STATED PROBLEM: Copy the rows from the start through the line containing "point(64, 10)", inclusive, with the requests unchanged. Increase every x and y coordinate in the point answers by 24.

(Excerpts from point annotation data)
--------------------

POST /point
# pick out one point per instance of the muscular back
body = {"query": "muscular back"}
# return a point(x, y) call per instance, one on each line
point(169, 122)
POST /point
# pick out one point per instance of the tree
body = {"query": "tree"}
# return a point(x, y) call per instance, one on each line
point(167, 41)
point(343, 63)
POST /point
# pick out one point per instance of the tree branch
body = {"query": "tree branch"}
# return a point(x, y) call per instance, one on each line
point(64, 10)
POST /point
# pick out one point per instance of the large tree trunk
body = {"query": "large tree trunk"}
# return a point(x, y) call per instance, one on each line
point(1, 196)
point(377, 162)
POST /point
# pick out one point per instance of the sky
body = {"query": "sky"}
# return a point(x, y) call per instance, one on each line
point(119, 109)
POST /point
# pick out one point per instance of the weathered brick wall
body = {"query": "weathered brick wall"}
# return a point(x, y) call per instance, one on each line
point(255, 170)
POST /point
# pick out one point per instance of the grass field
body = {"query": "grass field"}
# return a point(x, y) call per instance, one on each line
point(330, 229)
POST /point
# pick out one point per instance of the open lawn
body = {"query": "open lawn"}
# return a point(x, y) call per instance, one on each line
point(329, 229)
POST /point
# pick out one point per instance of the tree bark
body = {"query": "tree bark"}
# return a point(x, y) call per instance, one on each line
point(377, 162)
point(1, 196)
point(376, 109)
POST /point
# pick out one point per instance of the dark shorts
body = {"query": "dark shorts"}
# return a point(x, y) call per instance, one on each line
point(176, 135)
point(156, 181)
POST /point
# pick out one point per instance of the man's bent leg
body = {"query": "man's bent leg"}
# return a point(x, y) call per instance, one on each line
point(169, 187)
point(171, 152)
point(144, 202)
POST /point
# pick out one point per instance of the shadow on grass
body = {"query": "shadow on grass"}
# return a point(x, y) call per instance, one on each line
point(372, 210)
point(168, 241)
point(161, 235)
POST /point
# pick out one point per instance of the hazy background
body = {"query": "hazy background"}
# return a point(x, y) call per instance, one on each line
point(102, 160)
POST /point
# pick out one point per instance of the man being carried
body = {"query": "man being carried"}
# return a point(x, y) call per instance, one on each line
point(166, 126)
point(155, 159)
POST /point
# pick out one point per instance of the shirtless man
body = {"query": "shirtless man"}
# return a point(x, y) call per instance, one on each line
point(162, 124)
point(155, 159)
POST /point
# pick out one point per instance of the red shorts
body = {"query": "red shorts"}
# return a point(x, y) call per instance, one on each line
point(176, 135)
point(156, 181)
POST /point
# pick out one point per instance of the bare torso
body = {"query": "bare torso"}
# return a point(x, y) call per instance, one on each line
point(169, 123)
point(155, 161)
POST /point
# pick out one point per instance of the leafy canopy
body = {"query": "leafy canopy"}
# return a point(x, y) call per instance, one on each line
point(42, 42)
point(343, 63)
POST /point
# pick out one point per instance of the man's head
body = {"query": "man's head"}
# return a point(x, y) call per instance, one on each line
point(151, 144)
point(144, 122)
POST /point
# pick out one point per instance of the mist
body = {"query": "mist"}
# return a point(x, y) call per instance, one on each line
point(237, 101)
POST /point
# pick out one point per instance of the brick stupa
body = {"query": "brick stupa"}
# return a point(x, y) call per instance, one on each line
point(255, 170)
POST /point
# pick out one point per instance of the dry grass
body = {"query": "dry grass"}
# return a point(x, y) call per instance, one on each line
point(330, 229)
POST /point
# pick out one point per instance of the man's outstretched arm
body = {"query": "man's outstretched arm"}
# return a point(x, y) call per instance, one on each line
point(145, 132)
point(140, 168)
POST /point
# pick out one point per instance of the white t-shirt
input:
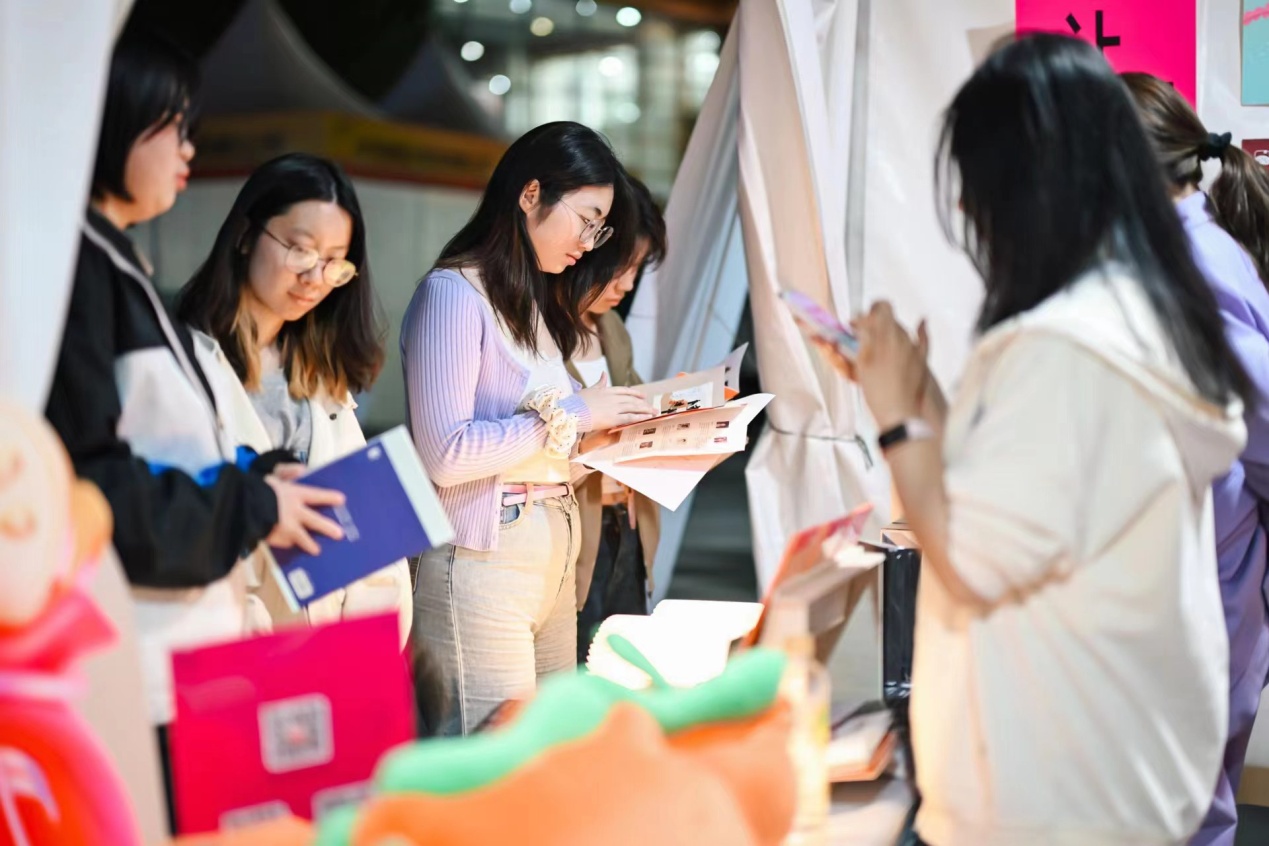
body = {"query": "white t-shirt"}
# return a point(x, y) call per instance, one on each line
point(593, 370)
point(543, 373)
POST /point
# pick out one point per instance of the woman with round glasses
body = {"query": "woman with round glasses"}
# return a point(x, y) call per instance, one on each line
point(496, 417)
point(288, 334)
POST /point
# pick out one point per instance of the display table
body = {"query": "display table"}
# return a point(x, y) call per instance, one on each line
point(868, 813)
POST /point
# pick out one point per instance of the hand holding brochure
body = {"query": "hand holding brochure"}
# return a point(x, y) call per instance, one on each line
point(694, 392)
point(665, 458)
point(391, 511)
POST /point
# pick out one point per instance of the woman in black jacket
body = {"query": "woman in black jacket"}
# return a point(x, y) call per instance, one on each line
point(132, 406)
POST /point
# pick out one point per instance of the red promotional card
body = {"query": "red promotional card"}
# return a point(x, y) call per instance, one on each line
point(1258, 149)
point(289, 723)
point(1156, 37)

--------------------

RESPONSE FOR THIS EXERCISE:
POST /point
# pick out one point per instance of the muscular back
body = {"query": "muscular back"}
# return a point(x, y) call per instance, one on each line
point(193, 146)
POST /point
# pick out one point per instance of the tree
body = {"query": "tree"}
# return a point(x, y) call per instance, one on each line
point(191, 65)
point(367, 87)
POST /point
# pick out one point per instance of the tree branch
body = {"query": "tree branch"}
# return a point(x, y) call per instance, one on each line
point(88, 34)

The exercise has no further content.